**Description of the task**
Find every line in the rows below that contains the string "rear", and copy each of those lines in full. Match case exactly.

(Photo-based point labeling data)
-=-=-
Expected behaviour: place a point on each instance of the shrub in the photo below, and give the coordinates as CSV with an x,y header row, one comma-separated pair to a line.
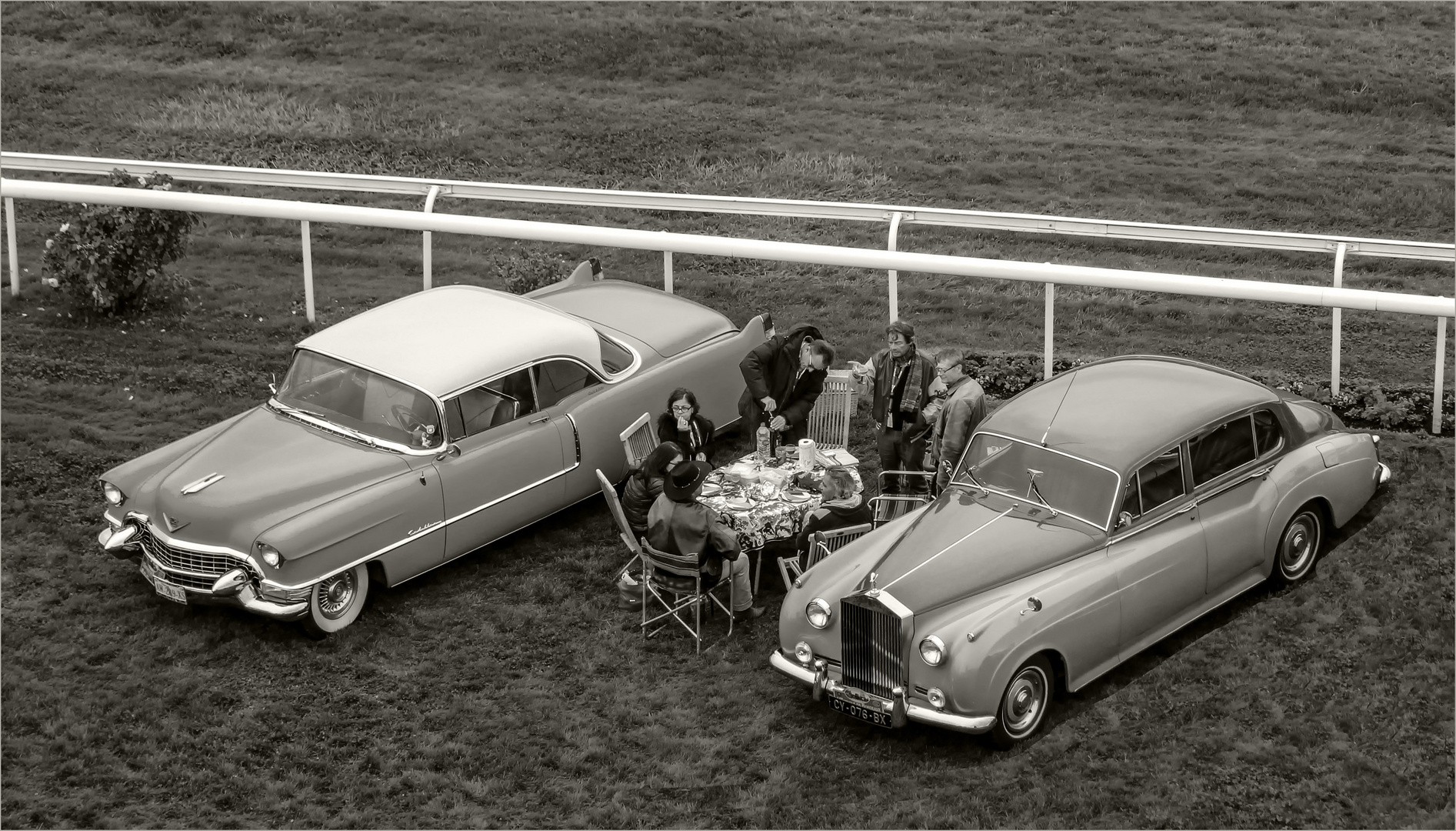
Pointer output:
x,y
109,259
528,269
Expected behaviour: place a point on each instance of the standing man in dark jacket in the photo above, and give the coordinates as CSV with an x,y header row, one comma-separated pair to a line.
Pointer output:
x,y
785,375
898,379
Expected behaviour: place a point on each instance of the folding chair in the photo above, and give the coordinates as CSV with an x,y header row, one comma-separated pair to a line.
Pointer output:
x,y
678,582
639,440
833,411
820,546
625,530
888,507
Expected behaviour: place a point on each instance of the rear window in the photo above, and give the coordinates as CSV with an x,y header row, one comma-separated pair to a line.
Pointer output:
x,y
615,357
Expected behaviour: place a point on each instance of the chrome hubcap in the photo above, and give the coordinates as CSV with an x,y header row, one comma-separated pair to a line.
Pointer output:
x,y
1299,545
1025,699
335,594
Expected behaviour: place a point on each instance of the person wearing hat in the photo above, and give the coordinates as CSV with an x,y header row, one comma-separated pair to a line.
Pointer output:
x,y
898,380
680,524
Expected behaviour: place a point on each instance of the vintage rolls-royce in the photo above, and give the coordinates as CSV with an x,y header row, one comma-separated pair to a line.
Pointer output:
x,y
1089,517
411,434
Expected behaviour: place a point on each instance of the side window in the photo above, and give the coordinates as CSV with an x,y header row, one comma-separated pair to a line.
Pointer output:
x,y
613,355
1222,449
559,379
1161,479
491,405
1267,432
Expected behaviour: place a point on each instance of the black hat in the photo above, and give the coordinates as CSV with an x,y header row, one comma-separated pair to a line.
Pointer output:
x,y
685,481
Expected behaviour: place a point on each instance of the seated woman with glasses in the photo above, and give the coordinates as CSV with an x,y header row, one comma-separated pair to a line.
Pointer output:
x,y
686,427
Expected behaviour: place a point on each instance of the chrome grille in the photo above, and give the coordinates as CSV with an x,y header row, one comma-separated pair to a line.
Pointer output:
x,y
870,635
192,569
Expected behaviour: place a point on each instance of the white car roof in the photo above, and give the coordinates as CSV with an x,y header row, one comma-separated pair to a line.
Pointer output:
x,y
445,339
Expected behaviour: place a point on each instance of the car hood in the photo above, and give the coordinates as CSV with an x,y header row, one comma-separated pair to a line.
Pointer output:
x,y
272,466
966,543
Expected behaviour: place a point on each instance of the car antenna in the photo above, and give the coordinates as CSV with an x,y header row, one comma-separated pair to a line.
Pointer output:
x,y
1059,409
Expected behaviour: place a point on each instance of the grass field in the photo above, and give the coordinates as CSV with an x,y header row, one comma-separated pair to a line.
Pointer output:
x,y
505,689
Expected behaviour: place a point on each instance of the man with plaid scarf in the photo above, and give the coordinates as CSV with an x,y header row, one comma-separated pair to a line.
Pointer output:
x,y
898,380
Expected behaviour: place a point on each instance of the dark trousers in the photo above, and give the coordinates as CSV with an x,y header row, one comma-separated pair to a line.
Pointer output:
x,y
898,452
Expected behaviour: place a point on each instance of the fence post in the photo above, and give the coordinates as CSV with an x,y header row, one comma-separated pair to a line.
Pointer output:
x,y
308,271
15,261
430,205
895,275
1441,375
1046,347
1334,323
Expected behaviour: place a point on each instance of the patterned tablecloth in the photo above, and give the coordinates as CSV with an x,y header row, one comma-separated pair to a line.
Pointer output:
x,y
769,514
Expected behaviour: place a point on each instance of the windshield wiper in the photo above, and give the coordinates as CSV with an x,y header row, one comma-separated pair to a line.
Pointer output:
x,y
1033,473
347,431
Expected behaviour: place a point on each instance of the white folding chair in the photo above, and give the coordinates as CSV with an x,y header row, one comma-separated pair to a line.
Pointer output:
x,y
820,546
621,519
833,411
676,582
639,440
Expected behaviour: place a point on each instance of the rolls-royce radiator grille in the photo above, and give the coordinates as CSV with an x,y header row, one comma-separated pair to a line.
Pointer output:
x,y
191,569
870,636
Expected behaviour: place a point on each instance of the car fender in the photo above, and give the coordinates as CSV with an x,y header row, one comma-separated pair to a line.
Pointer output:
x,y
401,516
133,476
1079,622
1337,469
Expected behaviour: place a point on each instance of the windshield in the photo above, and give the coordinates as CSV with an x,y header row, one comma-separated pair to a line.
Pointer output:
x,y
1069,485
360,402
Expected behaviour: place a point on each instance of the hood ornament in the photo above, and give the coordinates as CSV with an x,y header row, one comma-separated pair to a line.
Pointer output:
x,y
202,483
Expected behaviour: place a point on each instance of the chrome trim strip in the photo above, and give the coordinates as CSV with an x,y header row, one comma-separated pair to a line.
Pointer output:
x,y
202,483
947,549
433,529
1117,491
915,712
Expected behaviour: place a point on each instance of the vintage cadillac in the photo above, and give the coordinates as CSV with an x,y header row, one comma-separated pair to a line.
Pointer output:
x,y
1089,517
411,434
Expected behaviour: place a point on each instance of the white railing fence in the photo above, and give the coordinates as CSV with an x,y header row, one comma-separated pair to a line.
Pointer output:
x,y
890,261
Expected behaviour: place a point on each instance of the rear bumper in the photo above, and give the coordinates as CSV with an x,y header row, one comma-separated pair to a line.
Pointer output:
x,y
915,712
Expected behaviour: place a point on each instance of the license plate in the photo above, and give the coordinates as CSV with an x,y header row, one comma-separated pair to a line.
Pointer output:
x,y
168,589
861,712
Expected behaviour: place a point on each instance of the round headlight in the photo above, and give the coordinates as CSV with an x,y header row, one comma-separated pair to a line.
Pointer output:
x,y
818,613
932,651
802,652
270,555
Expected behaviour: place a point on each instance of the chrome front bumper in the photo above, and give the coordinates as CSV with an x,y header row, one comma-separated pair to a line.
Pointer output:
x,y
233,589
821,683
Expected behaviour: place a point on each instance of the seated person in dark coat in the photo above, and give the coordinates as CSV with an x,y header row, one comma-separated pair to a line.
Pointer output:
x,y
645,485
680,524
841,509
686,427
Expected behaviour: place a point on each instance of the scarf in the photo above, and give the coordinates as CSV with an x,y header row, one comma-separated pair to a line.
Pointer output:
x,y
911,398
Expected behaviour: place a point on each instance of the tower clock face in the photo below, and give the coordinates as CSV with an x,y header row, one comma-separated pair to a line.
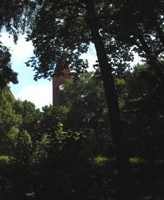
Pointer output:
x,y
61,87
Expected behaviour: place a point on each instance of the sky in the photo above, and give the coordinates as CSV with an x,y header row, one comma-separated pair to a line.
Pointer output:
x,y
39,92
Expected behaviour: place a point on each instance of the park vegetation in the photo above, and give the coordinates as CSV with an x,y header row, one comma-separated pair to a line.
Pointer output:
x,y
106,140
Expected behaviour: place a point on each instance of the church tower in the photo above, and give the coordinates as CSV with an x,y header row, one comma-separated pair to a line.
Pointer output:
x,y
58,81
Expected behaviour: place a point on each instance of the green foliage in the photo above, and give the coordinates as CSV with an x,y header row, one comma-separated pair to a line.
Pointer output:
x,y
6,73
99,160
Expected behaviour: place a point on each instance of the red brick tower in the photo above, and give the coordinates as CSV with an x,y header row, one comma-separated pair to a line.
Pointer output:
x,y
58,82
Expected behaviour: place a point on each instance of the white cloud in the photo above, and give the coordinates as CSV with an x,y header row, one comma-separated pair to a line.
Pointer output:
x,y
22,50
40,95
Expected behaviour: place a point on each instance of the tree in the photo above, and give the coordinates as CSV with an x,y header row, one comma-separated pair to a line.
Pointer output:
x,y
140,26
65,22
6,73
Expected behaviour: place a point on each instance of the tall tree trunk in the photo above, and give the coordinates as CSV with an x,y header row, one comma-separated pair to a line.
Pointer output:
x,y
124,188
152,60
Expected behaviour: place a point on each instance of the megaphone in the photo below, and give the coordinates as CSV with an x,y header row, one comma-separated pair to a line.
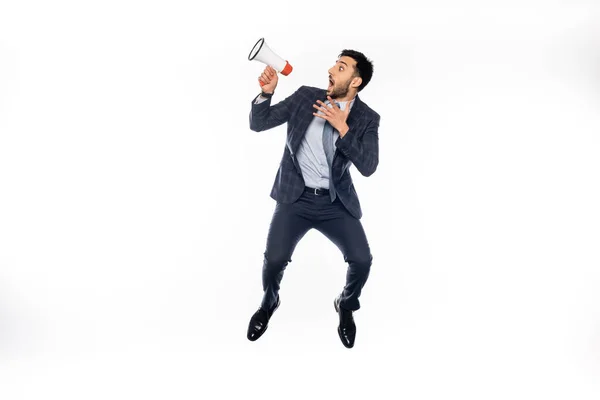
-=-=-
**Result of the task**
Expected behaviour: place a point on each instance of the rear window in the photo above, and give the coordinates as CSV with an x,y header row, one comma-separated pair to a line.
Expected behaviour: place a point on each instance of the rear bumper in the photo above, and give the coordinates as CSV with an x,y header row, one comma-separated pair to a line.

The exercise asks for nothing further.